→ Task instructions:
Reproduce the Labor Day article below word for word, from its first line to its last.

(Beginning of Excerpt)

Jim Carr By JIM CARR

September 12, 2023 — It is APEF Retirees Logougust and I am writing this article for the September issue of the Communicator. September brings us to the end of summer and a transition to fall. September is also when we celebrate Labor Day, a day when we should recognize and honor the achievements of organized labor and the benefits unions provide for their members and the hard-fought gains over the years. 

I believe a historical perspective is in order because we need to appreciate the meaning of this important holiday. The question is asked when did Labor Day become a national holiday? In 1894, President Grover Cleveland declared Labor Day a national holiday: “A time for people of this nation to pay tribute to the American worker.” 

When America was founded, most people were either farmers, men of the sea, or involved in related fields. As people moved inland, they became aware of how enormous America really was and it was natural for people to choose other professions, even that of the discerning.  

As the world developed, mining of the many natural resources of our country became a way of life, which helped build the country. As technology was refined, labor took on a new face. The more traditional modes of work remained, but the American thirst for innovation became prominent. Labor became organized — unions found their niche in society — and there was a greater emphasis on the dignity of the working person. Labor Day developed as a way to showcase the backbreaking labor that made America strong, independent, self-sufficient, and a provider for the world.

(End of Excerpt)
(Beginning of Given data)

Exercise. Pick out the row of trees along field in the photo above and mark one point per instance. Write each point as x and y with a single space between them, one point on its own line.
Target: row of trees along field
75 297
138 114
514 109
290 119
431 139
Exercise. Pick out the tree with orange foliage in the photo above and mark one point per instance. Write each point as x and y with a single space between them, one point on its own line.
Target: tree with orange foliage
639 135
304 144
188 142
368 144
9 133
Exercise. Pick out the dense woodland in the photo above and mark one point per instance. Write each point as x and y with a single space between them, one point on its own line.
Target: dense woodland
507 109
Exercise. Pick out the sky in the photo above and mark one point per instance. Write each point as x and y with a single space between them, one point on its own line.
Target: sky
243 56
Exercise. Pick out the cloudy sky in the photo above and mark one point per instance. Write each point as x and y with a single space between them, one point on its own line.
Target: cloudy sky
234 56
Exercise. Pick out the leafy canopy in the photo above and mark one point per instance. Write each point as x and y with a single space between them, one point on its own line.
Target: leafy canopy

(End of Given data)
(Beginning of Given data)

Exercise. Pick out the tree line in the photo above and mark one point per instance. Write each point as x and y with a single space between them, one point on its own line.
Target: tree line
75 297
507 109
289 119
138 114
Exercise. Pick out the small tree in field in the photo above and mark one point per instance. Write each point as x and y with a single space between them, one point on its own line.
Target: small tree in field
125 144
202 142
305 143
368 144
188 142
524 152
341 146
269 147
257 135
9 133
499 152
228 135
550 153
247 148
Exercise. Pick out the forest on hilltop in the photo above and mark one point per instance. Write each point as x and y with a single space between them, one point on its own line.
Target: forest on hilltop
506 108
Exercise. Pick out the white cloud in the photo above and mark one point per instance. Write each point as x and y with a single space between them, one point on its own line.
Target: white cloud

(End of Given data)
(Beginning of Given data)

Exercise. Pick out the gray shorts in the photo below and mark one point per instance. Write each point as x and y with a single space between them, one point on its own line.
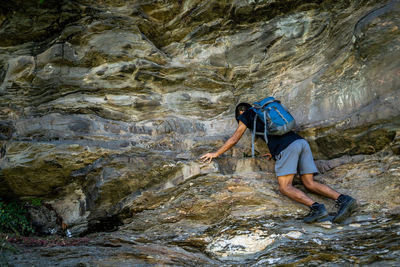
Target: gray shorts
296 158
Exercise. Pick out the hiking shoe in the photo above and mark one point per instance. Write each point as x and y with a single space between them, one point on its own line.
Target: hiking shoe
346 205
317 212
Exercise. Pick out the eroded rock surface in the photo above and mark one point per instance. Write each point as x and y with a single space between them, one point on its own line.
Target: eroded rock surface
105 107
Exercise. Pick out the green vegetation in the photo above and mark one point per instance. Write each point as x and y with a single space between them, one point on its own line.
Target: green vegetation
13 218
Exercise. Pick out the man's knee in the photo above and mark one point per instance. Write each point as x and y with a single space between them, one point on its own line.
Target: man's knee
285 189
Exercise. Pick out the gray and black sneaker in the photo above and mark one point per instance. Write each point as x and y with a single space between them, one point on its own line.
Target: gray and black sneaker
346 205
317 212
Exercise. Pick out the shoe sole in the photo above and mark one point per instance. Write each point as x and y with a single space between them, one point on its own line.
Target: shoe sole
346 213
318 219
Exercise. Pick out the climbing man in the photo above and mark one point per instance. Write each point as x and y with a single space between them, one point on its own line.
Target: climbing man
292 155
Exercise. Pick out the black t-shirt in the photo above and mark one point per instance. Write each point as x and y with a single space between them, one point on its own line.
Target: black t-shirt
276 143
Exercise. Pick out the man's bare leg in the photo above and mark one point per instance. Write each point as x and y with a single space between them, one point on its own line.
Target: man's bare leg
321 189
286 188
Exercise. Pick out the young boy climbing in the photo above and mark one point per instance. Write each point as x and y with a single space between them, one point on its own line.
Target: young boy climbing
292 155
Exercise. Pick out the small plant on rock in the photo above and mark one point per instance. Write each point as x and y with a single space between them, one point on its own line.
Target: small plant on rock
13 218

(End of Given data)

→ Solution to the exercise:
Jim Carr By JIM CARR

September 12, 2023 — It is APEF Retirees Logougust and I am writing this article for the September issue of the Communicator. September brings us to the end of summer and a transition to fall. September is also when we celebrate Labor Day, a day when we should recognize and honor the achievements of organized labor and the benefits unions provide for their members and the hard-fought gains over the years. 

I believe a historical perspective is in order because we need to appreciate the meaning of this important holiday. The question is asked when did Labor Day become a national holiday? In 1894, President Grover Cleveland declared Labor Day a national holiday: “A time for people of this nation to pay tribute to the American worker.” 

When America was founded, most people were either farmers, men of the sea, or involved in related fields. As people moved inland, they became aware of how enormous America really was and it was natural for people to choose other professions, even that of the discerning.  

As the world developed, mining of the many natural resources of our country became a way of life, which helped build the country. As technology was refined, labor took on a new face. The more traditional modes of work remained, but the American thirst for innovation became prominent. Labor became organized — unions found their niche in society — and there was a greater emphasis on the dignity of the working person. Labor Day developed as a way to showcase the backbreaking labor that made America strong, independent, self-sufficient, and a provider for the world.